- What you have to do
Recast every line of the data below as a numbered list, skipping any blank lines.

- Data for processing
-*-*-

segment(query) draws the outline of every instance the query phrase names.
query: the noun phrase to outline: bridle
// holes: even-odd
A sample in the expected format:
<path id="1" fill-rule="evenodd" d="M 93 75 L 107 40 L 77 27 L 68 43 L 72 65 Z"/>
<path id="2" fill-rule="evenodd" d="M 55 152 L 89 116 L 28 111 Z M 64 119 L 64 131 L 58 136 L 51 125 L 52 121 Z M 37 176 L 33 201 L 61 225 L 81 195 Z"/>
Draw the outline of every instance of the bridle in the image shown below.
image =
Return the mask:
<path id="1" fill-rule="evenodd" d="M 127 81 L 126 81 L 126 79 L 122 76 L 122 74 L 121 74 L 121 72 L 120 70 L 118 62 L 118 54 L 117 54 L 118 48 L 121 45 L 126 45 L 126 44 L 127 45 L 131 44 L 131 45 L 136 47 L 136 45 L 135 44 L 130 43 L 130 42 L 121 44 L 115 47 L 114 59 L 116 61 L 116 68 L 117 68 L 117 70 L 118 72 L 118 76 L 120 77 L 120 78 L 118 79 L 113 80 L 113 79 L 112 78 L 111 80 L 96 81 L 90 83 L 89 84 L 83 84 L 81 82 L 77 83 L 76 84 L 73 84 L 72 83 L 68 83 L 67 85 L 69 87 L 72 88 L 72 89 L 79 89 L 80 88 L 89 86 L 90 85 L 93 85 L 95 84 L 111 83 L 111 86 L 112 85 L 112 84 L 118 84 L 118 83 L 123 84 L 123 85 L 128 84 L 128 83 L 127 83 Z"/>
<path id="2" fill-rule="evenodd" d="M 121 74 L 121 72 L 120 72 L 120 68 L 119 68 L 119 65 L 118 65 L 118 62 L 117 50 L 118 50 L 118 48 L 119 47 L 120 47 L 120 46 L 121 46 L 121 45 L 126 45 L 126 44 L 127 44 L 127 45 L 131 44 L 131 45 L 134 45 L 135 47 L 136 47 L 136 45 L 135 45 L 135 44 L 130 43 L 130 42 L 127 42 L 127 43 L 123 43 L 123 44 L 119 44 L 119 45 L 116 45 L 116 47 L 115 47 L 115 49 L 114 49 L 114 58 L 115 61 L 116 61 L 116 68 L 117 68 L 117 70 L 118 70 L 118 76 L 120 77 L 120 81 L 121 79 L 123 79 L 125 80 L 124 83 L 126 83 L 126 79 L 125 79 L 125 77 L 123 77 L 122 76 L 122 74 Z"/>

-*-*-

- Written response
1. segment(query) draws the outline of every instance the query phrase names.
2. query: the noun phrase to outline: bridle
3. // holes: even-odd
4. A sample in the expected format:
5. <path id="1" fill-rule="evenodd" d="M 93 75 L 107 40 L 77 27 L 68 43 L 72 65 Z"/>
6. <path id="2" fill-rule="evenodd" d="M 55 152 L 89 116 L 28 111 Z M 64 119 L 64 131 L 58 136 L 51 125 L 52 121 Z M 37 176 L 33 201 L 61 225 L 81 195 Z"/>
7. Draw the outline of every instance of the bridle in the image shown below.
8. image =
9. Return the mask:
10. <path id="1" fill-rule="evenodd" d="M 127 81 L 126 81 L 126 79 L 122 76 L 122 74 L 121 74 L 121 72 L 120 70 L 118 62 L 118 54 L 117 54 L 118 48 L 121 45 L 126 45 L 126 44 L 127 45 L 131 44 L 131 45 L 136 47 L 136 45 L 135 44 L 130 43 L 130 42 L 121 44 L 115 47 L 114 59 L 116 61 L 116 68 L 117 68 L 117 70 L 118 72 L 118 76 L 120 77 L 120 78 L 118 79 L 113 80 L 113 79 L 112 78 L 111 80 L 96 81 L 90 83 L 89 84 L 83 84 L 81 82 L 77 83 L 76 84 L 73 84 L 72 83 L 68 83 L 67 85 L 69 87 L 72 88 L 72 89 L 79 89 L 80 88 L 89 86 L 90 85 L 93 85 L 95 84 L 111 83 L 111 86 L 112 85 L 112 84 L 118 84 L 118 83 L 123 84 L 123 85 L 128 84 L 128 83 L 127 83 Z"/>
11. <path id="2" fill-rule="evenodd" d="M 121 74 L 121 72 L 120 72 L 120 68 L 119 68 L 119 65 L 118 65 L 118 62 L 117 50 L 118 50 L 118 48 L 119 47 L 120 47 L 120 46 L 121 46 L 121 45 L 126 45 L 126 44 L 127 44 L 127 45 L 131 44 L 131 45 L 134 45 L 135 47 L 136 47 L 136 45 L 135 45 L 135 44 L 130 43 L 130 42 L 127 42 L 127 43 L 123 43 L 123 44 L 119 44 L 119 45 L 116 45 L 116 47 L 115 47 L 115 49 L 114 49 L 114 58 L 115 61 L 116 61 L 116 68 L 117 68 L 117 70 L 118 70 L 118 76 L 120 77 L 120 81 L 121 79 L 123 79 L 125 80 L 124 83 L 126 83 L 126 79 L 125 79 L 125 77 L 123 77 L 122 76 L 122 74 Z"/>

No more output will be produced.